--- MATERIAL SUPPLIED Enclosed Below ---

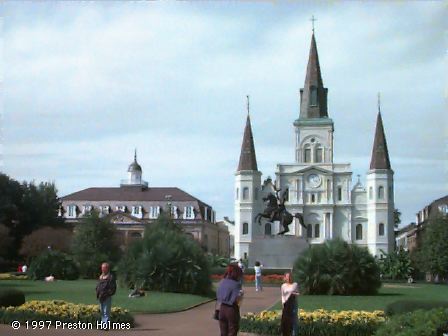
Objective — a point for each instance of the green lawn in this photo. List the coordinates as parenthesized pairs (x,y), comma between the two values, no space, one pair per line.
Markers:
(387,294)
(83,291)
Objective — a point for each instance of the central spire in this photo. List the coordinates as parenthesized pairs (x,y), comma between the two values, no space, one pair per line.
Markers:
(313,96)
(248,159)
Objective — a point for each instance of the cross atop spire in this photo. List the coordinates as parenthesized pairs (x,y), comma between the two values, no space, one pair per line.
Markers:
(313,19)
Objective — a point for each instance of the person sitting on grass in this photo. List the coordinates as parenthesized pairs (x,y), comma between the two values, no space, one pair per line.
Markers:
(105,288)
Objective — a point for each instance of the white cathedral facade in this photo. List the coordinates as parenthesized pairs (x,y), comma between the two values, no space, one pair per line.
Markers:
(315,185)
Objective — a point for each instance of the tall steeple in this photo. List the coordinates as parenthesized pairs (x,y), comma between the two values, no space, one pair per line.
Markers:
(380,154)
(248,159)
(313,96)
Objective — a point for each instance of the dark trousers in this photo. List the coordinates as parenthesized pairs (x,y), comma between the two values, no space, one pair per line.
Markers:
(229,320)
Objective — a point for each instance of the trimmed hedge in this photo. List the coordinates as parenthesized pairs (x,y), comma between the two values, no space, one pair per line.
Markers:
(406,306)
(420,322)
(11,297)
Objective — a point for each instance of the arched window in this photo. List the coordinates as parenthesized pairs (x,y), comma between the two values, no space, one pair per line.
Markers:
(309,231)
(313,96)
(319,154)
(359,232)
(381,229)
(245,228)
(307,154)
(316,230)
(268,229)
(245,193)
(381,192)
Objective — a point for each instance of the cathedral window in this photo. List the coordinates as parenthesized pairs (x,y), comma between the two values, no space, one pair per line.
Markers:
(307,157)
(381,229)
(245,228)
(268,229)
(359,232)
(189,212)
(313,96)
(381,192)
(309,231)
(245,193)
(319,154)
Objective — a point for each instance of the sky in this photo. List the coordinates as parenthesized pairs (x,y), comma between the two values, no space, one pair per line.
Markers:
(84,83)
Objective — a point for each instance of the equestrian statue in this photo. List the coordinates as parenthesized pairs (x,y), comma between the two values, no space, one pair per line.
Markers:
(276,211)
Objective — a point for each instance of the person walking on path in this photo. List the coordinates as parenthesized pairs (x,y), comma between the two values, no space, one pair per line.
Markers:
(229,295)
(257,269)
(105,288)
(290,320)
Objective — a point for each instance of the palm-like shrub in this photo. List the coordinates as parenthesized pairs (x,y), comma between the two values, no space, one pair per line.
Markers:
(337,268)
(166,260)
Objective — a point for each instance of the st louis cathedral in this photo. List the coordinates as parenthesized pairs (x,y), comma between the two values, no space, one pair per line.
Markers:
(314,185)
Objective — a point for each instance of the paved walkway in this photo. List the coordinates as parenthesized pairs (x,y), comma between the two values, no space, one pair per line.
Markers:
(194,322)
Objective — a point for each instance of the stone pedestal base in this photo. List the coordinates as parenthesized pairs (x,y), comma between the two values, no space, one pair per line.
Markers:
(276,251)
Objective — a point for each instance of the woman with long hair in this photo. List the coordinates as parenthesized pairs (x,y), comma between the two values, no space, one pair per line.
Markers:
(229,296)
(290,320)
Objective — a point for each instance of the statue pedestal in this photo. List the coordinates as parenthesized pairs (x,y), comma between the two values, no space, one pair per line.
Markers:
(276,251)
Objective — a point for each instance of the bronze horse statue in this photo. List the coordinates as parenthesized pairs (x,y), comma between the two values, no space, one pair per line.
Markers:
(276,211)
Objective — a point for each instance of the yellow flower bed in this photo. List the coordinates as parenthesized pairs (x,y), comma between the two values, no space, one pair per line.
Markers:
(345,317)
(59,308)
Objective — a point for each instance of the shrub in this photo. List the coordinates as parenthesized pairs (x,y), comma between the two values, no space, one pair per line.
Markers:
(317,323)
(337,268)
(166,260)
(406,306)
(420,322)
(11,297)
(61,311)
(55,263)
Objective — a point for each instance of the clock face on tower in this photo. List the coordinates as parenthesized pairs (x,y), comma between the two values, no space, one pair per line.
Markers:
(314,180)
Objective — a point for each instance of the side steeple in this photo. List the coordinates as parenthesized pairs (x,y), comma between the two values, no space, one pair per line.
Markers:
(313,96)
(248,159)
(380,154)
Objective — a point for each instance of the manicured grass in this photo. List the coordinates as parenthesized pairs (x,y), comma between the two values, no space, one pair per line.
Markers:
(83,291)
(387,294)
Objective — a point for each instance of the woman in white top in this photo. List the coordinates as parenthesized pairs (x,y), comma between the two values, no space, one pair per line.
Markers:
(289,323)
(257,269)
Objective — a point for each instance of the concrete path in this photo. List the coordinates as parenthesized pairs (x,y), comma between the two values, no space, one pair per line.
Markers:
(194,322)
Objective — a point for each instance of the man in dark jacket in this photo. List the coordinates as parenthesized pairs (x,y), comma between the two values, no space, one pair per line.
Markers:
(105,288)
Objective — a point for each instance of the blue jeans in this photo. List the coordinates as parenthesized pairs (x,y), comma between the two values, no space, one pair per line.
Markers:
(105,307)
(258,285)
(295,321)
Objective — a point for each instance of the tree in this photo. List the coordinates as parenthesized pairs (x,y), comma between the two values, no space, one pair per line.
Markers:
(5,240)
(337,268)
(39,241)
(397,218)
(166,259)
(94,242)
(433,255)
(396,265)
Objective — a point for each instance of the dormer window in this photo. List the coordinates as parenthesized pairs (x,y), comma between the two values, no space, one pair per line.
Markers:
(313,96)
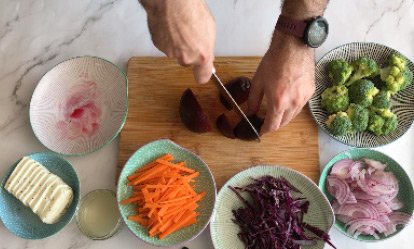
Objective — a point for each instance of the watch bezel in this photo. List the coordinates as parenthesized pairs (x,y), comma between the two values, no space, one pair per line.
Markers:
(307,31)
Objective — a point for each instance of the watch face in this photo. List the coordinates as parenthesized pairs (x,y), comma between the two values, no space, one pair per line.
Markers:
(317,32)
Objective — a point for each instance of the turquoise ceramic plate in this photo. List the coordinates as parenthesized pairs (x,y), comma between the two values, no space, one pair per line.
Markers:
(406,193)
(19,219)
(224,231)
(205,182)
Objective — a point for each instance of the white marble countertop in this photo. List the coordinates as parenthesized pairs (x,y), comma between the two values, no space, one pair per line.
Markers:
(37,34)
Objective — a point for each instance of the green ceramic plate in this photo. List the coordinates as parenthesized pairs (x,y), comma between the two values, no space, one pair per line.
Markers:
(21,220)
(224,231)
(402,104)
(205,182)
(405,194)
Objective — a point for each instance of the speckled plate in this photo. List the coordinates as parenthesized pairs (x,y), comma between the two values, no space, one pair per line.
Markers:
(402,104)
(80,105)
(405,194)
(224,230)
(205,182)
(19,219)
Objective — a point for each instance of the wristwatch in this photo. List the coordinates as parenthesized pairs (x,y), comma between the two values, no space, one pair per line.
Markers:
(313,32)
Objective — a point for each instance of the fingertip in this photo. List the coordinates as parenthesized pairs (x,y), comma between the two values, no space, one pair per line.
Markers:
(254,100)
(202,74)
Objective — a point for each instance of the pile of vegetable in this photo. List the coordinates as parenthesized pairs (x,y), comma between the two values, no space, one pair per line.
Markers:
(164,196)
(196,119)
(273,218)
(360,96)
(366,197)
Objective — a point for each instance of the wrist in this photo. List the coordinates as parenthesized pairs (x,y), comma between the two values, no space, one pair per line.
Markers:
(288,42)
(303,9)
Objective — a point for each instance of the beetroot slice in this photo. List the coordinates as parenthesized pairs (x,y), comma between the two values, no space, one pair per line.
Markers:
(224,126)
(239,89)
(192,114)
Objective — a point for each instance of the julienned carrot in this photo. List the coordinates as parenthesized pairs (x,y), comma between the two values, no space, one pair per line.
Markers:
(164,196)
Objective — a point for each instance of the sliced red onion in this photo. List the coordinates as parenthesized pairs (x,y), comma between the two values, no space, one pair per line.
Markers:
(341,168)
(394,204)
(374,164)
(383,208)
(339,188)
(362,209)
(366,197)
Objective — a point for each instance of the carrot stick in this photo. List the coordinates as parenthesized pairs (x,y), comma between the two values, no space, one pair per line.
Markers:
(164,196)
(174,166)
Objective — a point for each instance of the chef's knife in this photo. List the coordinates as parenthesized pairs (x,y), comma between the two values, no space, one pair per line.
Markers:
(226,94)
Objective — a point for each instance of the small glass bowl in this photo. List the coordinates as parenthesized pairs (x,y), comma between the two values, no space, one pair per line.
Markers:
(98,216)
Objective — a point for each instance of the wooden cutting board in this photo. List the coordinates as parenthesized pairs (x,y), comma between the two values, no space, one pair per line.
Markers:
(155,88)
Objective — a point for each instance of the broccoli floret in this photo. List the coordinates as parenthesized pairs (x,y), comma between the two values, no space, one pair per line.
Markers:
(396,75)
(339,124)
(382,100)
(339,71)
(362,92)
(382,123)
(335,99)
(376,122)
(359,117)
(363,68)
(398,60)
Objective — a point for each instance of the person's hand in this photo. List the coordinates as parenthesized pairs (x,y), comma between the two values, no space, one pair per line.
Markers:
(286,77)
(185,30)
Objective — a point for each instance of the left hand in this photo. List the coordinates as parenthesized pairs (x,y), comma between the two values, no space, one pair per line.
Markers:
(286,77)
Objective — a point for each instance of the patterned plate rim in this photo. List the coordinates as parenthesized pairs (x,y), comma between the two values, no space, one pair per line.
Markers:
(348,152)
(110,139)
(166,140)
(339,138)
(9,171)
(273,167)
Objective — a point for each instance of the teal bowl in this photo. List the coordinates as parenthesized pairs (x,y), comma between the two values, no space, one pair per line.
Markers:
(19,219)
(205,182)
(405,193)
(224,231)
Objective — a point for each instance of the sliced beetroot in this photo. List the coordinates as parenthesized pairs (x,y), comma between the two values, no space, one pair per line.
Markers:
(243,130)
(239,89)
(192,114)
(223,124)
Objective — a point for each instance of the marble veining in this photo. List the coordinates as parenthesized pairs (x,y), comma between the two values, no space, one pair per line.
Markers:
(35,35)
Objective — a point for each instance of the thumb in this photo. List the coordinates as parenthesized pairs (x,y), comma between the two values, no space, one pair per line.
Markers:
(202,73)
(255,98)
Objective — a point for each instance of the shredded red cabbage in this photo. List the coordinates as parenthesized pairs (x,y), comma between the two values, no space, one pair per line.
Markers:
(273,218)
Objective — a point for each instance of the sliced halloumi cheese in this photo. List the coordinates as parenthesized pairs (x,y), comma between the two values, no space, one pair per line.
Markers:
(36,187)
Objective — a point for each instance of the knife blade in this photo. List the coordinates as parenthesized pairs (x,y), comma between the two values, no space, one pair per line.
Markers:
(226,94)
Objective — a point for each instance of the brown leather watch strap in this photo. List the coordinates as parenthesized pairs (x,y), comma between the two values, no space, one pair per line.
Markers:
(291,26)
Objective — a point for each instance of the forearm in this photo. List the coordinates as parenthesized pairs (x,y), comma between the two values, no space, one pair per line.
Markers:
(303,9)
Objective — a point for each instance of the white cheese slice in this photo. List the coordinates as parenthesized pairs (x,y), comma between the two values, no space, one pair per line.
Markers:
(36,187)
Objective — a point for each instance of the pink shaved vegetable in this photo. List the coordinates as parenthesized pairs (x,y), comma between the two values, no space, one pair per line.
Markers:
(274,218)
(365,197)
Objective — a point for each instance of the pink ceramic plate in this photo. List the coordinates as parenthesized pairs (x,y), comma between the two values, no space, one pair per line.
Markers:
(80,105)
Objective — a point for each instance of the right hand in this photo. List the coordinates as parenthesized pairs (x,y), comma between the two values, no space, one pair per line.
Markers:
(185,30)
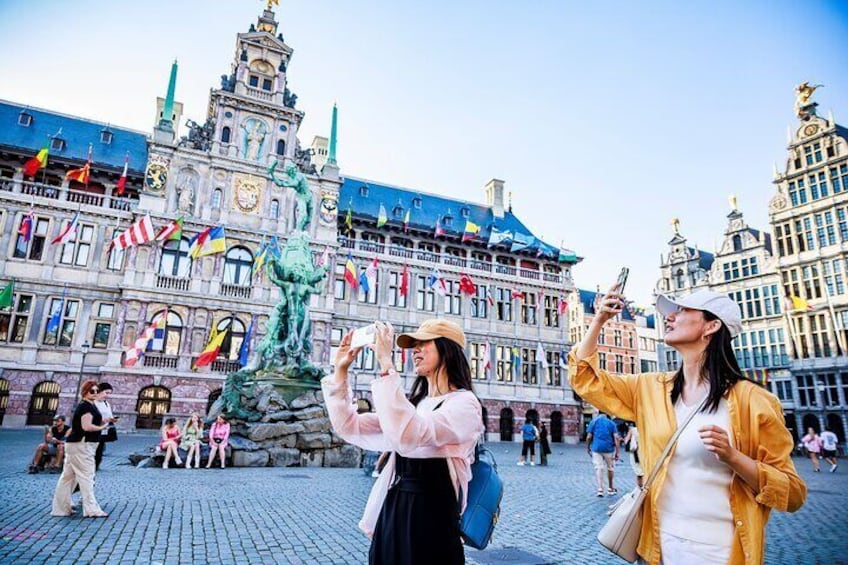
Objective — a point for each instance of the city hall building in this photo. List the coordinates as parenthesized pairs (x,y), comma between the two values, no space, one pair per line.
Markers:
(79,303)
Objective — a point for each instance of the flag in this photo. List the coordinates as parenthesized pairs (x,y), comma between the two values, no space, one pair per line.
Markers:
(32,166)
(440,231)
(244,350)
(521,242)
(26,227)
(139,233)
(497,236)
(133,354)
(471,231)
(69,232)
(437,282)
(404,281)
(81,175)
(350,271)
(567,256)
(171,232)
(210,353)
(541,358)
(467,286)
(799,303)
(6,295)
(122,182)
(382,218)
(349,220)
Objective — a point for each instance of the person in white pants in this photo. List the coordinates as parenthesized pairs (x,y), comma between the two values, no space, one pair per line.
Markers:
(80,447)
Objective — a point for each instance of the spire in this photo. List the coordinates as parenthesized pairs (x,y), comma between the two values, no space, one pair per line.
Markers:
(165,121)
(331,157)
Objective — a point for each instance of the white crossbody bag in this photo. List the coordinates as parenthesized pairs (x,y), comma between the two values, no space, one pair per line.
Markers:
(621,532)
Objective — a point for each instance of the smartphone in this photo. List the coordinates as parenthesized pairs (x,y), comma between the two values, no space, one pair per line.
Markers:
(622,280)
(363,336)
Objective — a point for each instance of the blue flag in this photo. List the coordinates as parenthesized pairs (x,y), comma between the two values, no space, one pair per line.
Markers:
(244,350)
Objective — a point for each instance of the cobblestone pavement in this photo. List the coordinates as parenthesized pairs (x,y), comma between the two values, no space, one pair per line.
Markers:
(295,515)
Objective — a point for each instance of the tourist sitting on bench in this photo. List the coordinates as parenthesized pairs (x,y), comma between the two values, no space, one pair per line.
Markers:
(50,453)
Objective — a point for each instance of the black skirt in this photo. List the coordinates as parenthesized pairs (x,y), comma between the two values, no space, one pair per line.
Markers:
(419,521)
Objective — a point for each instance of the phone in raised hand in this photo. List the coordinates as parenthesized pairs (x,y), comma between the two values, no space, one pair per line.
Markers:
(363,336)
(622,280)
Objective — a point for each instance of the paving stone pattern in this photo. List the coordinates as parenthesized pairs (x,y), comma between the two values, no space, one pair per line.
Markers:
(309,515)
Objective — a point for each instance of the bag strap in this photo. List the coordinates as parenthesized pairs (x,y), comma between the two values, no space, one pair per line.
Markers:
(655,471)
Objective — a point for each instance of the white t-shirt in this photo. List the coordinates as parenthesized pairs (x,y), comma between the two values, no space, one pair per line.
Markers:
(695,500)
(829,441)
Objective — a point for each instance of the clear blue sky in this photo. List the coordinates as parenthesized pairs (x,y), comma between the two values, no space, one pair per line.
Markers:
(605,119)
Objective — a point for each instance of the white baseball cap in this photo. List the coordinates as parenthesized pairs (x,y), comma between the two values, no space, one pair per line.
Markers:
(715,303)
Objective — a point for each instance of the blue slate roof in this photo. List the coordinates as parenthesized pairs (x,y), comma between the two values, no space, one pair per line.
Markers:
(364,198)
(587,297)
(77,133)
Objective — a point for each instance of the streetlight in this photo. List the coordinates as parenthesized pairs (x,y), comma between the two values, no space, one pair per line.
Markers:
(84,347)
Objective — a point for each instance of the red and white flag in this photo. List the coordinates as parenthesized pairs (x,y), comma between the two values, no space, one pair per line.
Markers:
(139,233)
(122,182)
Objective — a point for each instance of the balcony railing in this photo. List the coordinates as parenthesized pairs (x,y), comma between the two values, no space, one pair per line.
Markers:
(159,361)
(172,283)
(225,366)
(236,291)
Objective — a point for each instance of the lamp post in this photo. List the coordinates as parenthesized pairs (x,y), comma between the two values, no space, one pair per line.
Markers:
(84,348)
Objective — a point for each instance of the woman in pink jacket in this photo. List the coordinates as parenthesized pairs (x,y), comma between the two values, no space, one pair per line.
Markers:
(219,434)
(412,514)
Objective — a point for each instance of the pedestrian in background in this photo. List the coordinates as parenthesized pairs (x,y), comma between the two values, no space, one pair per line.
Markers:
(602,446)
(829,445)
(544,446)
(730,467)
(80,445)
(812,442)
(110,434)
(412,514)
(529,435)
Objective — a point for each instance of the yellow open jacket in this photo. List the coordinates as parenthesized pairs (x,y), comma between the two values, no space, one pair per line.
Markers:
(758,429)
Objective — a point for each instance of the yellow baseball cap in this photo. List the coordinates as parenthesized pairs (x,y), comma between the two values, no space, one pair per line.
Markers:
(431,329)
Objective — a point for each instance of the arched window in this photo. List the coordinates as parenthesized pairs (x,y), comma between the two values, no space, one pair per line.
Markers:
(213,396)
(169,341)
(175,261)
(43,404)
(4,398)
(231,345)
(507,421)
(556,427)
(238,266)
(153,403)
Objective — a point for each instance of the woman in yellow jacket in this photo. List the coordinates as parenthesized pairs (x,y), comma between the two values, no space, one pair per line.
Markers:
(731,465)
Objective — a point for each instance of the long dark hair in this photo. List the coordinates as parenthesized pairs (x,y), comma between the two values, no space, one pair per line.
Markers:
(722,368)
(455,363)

--- End of Enclosed MATERIAL SUPPLIED ---

▶ _YOUR INSTRUCTIONS_:
Within the entries, find all lines holding "carrot" and copy each one.

▶ _YOUR SOLUTION_:
Objective — a point for each instance of the julienned carrot in this photo. List the coordinates as parenthesized pairs (x,y), comma between the two values, no space, one pair per line.
Objective — a point for each instance of the carrot stick in this photo. List the coordinates as parenthesized pairs (x,y), comma between the two values, no space, one pair per line.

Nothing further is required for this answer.